[Items from a data source]
-*-*-

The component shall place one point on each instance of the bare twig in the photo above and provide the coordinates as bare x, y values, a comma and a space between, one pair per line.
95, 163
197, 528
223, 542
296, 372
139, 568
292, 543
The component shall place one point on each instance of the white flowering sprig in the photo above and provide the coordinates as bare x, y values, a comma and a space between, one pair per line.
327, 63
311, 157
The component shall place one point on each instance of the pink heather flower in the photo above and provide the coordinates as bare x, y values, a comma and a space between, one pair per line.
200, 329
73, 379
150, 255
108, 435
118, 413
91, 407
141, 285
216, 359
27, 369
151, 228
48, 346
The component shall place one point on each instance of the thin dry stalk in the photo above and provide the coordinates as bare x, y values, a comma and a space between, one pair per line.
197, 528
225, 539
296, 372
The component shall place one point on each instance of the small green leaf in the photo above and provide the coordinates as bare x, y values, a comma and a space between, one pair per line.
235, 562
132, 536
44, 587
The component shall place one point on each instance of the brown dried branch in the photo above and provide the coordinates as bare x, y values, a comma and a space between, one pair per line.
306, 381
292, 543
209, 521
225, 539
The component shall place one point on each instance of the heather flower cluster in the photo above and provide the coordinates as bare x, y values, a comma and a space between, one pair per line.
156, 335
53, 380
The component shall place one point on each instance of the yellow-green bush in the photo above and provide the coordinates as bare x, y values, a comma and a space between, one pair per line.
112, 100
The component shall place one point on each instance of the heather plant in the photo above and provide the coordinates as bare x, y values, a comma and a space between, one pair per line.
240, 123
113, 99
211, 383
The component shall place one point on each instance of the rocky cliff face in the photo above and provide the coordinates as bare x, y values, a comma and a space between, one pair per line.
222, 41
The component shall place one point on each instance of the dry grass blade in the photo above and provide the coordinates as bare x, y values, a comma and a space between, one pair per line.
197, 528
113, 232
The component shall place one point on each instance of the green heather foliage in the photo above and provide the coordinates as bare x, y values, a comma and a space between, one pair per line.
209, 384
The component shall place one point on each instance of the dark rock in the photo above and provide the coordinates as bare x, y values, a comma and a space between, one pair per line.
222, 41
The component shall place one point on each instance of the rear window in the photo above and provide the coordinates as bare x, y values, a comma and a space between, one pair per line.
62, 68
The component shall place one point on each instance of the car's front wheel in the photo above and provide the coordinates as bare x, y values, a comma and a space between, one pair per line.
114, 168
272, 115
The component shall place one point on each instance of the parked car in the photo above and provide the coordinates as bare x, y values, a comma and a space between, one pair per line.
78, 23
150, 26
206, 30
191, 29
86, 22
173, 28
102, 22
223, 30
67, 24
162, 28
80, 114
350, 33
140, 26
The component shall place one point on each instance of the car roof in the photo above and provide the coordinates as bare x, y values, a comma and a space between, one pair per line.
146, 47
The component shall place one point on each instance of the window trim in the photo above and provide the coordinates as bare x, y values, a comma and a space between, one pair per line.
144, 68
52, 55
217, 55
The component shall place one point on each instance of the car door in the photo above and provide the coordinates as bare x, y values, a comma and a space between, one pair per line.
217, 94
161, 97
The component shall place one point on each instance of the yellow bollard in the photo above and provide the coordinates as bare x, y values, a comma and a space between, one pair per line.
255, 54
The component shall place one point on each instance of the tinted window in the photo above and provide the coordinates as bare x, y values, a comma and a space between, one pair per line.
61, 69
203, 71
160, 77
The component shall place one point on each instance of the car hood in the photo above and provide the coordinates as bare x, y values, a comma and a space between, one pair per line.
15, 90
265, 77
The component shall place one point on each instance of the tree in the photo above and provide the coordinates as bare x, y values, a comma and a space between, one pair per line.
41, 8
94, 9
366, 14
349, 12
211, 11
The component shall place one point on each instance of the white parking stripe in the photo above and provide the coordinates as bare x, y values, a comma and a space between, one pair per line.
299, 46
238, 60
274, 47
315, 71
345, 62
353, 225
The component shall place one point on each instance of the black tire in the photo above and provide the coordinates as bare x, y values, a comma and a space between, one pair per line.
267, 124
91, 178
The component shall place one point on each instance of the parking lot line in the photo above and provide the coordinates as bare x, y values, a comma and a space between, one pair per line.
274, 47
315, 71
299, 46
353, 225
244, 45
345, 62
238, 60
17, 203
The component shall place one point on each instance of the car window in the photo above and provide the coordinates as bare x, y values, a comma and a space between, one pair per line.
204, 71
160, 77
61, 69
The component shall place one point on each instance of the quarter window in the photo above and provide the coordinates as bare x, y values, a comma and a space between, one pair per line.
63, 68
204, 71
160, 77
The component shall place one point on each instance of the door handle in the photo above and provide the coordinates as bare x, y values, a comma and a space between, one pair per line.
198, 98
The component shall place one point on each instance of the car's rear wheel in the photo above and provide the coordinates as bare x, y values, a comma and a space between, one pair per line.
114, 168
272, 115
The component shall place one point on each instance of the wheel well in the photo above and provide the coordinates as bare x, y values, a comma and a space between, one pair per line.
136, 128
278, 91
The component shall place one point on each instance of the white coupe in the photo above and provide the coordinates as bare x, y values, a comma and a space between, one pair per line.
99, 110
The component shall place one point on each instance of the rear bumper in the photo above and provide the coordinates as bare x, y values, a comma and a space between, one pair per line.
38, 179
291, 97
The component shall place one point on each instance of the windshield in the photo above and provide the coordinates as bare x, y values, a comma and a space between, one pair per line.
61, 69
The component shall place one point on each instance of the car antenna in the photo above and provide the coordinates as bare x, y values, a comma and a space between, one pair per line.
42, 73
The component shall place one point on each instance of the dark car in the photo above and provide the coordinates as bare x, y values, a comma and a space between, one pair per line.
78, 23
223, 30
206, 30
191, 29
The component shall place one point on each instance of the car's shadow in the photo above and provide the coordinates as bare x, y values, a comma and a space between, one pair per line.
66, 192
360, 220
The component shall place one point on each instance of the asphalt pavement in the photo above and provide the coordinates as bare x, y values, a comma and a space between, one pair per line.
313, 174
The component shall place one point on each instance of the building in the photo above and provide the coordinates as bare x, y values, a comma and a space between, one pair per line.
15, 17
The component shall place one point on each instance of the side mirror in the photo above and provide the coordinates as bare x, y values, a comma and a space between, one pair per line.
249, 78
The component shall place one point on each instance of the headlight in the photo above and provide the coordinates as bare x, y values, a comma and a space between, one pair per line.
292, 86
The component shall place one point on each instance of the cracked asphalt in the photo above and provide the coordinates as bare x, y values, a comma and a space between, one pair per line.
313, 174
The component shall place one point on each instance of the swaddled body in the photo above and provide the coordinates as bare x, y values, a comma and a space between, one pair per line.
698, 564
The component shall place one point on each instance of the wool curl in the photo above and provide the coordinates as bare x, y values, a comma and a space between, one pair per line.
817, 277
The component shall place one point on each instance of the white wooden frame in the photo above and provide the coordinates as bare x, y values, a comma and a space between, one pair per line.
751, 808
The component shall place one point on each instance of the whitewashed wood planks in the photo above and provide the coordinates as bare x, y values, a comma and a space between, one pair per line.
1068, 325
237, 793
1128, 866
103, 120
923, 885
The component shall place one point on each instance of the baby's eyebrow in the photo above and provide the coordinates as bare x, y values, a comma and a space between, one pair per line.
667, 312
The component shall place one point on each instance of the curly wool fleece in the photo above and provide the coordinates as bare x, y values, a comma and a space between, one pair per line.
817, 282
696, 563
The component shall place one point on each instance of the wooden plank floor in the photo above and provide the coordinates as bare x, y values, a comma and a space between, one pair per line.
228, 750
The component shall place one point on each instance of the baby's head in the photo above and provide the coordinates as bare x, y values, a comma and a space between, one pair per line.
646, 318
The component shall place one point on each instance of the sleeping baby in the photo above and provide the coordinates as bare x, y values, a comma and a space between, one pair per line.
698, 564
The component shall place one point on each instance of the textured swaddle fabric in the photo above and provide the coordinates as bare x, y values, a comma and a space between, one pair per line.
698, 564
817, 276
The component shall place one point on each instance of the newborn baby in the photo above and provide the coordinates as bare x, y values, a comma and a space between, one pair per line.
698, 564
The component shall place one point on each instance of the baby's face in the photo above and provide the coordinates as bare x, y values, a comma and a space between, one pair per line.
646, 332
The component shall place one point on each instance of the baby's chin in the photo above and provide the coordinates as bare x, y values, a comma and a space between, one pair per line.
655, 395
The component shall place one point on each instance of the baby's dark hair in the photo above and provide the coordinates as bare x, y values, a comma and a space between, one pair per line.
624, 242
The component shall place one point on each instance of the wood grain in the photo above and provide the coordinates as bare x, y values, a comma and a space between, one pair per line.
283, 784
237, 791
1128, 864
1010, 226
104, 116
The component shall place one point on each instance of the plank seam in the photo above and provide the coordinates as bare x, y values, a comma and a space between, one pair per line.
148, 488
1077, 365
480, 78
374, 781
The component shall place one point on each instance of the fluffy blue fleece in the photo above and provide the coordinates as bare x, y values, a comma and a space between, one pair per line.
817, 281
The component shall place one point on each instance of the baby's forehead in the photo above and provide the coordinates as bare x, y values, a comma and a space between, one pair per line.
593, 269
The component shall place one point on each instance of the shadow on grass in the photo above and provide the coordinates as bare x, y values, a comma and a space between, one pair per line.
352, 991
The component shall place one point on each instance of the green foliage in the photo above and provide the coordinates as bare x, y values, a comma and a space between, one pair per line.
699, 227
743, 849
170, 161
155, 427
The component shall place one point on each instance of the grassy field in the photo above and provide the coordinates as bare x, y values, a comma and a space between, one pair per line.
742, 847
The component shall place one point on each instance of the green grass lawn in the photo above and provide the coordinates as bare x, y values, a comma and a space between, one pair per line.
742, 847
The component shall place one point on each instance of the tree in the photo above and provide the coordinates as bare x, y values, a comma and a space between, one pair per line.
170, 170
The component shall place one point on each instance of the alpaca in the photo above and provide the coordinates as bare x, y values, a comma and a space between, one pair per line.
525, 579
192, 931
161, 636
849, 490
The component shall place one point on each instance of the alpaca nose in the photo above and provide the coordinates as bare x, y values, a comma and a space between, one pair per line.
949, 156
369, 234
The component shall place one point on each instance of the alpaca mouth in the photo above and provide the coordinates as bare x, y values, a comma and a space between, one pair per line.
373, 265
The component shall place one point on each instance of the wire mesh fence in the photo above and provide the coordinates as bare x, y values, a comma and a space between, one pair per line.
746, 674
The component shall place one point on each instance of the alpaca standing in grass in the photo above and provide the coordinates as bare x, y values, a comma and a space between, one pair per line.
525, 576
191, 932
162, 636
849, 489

-*-*-

▶ _DIRECTIONS_
Write out the line containing "the green foliage" and every line after it through the end of the entries. Keep each one exactly as it is, and add nothing.

▶ _EXERCISE RESULT_
The component shall place one point on each instance of the green foliage in the photo above and provide the coordinates as bare x, y values, a comma and a space between, one pair per line.
699, 227
743, 849
170, 161
155, 427
The component shall place one point on each instance of the grassy field in the photo above and provide the coordinates as bare x, y values, a comma and a space between, one pair per line.
742, 847
The component shall place one point on each instance of the green grass lawn in the photo above and provide the coordinates as bare x, y values, a comma and a space between, one pair per line.
742, 847
The component shall place one point on each instance of the tree in the photo above and provide the coordinates as bare x, y values, a comma and a space between, one pair per line.
170, 170
The component shall place one point on each instance of the alpaca in the photo above and provide the coordinates as bare x, y values, a comma and a space between, one pair per line.
525, 579
192, 931
161, 636
849, 490
The component shall place one point on each instance of the alpaca nose in the photo above and provide the coordinates as bare x, y values, a comma and a space between, one pair per line.
949, 156
369, 234
The component shall place one point on each instance of the alpaca mouth in the photo above and provide the coordinates as bare x, y values, a comma and a space between, one pair per line.
373, 265
The component shall place one point on each instance of the wire mesh fence in the photo above and provide the coordinates as bare x, y values, a comma and a space between, one pair per line.
746, 674
The component shall place one point on each instance of the alpaca standing in grass in the photo above and provide the coordinates as bare x, y values, a comma and a space between, one pair per line.
525, 576
191, 932
162, 636
849, 489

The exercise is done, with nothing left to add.